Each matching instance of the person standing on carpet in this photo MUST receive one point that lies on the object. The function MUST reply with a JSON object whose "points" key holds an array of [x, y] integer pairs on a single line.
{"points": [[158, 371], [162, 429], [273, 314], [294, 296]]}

==

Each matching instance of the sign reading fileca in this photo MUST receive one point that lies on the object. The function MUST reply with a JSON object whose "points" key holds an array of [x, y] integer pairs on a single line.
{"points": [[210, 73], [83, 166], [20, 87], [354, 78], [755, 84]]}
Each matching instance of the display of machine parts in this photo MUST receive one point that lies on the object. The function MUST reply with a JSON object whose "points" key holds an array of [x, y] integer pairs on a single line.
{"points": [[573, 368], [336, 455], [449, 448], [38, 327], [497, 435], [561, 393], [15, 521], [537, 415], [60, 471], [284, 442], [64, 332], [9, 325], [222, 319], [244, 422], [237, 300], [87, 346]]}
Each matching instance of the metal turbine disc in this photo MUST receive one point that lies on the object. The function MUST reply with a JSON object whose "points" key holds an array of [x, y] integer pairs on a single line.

THE TASK — Extract from the listing above the lines between the line containing "Each matching instance of the sign" and the line containing "Each matching instance of the metal", keeping both of those lines. Output nothing else.

RESULT OF THE EXERCISE —
Each matching instance of the sign reading fileca in this photo MUST receive one point that lies on the object. The function MUST reply with a JSON object whose "points" key holds an array of [x, y] integer pairs on a single line.
{"points": [[210, 73], [83, 166], [20, 87], [354, 78], [755, 84]]}
Each matching instance of the display of machine parts in this photo MUST receive one point that lies on the object. The function MUST reply with a JSON object whose "points" key holds an array of [x, y] integer pairs on a single line.
{"points": [[573, 368], [336, 455], [449, 448], [38, 327], [497, 435], [561, 393], [15, 521], [537, 415], [60, 471], [284, 442], [64, 332], [9, 325], [222, 319], [244, 422], [237, 300], [87, 346]]}
Each matching instance of the metal turbine disc in this photo MUST receive one point that lies on the object. The function MUST reply with a JSON object whose "points" key holds an array of [x, y] integer pairs on a single line.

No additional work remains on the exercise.